Challenge: Please pull out every line in the rows below that contains the word "girl".

Material provided:
(begin)
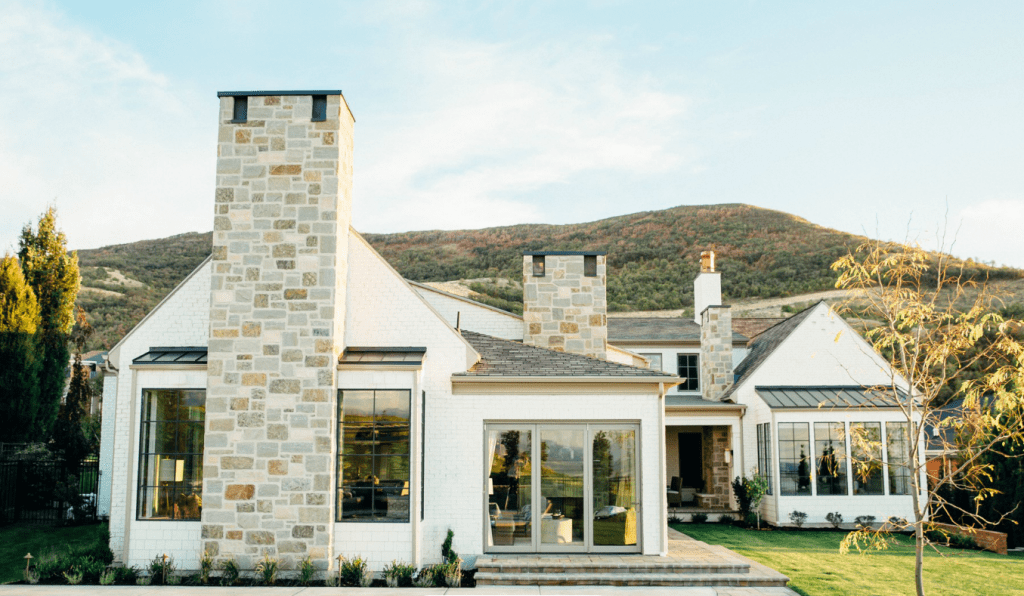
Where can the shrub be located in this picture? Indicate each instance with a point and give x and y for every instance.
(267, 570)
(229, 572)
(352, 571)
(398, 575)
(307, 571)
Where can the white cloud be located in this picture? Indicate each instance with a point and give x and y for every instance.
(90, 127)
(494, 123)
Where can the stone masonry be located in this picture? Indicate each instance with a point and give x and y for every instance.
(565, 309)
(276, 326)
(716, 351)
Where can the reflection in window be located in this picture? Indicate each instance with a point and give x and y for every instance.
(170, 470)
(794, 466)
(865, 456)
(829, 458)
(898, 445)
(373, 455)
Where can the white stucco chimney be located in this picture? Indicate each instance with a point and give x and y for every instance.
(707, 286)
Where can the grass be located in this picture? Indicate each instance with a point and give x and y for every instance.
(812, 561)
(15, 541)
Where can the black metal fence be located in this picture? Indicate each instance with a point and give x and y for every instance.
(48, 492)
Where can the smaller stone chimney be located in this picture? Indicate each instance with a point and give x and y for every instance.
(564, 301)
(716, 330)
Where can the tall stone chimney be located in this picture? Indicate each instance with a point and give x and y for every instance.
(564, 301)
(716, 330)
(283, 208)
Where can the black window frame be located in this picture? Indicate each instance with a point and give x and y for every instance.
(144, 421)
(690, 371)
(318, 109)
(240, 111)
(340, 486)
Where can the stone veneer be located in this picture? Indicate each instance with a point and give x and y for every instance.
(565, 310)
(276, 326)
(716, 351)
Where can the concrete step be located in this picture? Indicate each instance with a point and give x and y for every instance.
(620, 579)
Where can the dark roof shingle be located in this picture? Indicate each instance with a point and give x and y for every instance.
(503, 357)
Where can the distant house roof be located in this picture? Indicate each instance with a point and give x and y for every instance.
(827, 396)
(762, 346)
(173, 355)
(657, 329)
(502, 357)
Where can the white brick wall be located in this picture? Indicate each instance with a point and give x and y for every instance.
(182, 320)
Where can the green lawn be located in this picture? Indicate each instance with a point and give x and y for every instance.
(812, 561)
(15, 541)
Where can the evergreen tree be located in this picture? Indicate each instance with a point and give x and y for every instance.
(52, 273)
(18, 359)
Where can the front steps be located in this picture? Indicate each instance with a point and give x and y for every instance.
(end)
(begin)
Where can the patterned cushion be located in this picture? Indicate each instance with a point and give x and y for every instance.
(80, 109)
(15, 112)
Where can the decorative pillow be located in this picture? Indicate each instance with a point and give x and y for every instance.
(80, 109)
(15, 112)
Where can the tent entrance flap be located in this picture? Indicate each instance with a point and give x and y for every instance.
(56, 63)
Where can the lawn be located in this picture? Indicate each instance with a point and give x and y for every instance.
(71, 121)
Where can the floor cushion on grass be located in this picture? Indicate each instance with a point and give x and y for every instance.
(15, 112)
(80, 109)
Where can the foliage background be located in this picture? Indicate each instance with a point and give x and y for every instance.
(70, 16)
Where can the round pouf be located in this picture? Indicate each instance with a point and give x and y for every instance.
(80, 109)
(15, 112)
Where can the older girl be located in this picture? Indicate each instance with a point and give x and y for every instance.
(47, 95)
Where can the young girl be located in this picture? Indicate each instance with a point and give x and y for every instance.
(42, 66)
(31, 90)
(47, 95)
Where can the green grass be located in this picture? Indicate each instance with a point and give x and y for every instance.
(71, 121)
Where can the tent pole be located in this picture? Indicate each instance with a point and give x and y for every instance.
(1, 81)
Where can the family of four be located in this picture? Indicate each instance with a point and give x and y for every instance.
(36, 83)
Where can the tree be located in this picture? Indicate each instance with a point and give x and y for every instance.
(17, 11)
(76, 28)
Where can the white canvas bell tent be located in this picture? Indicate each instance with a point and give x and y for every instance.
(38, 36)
(end)
(begin)
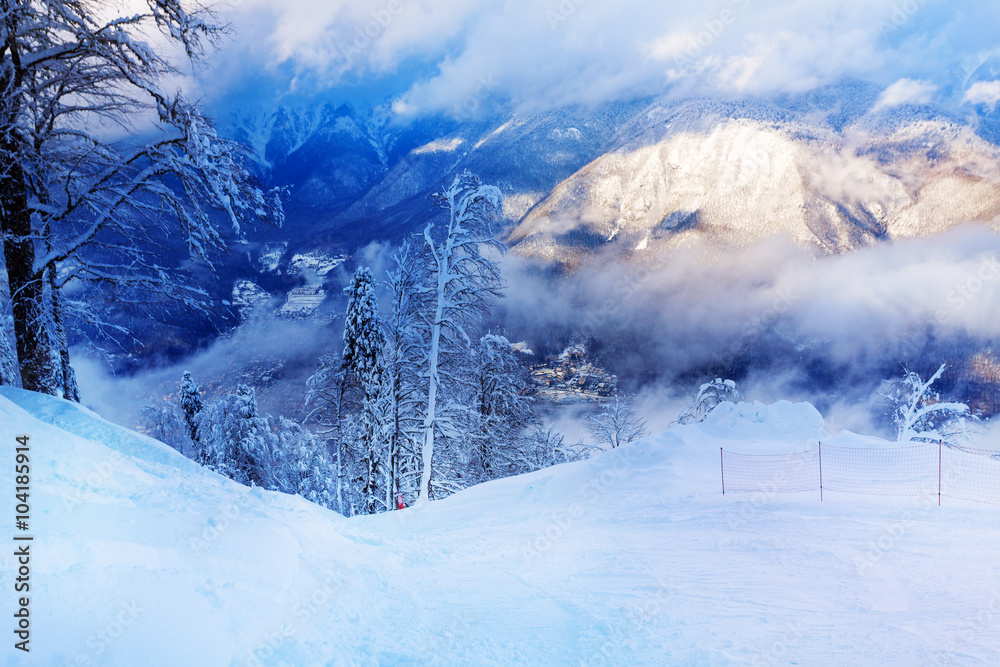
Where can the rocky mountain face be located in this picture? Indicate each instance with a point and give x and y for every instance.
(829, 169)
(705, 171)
(end)
Correct output:
Where can the older girl be located in this picture? Indicate each instance with a point and give x and y for every instance.
Where can the young girl be located in this picture? Indicate each instance with a point and give x and y for every instance.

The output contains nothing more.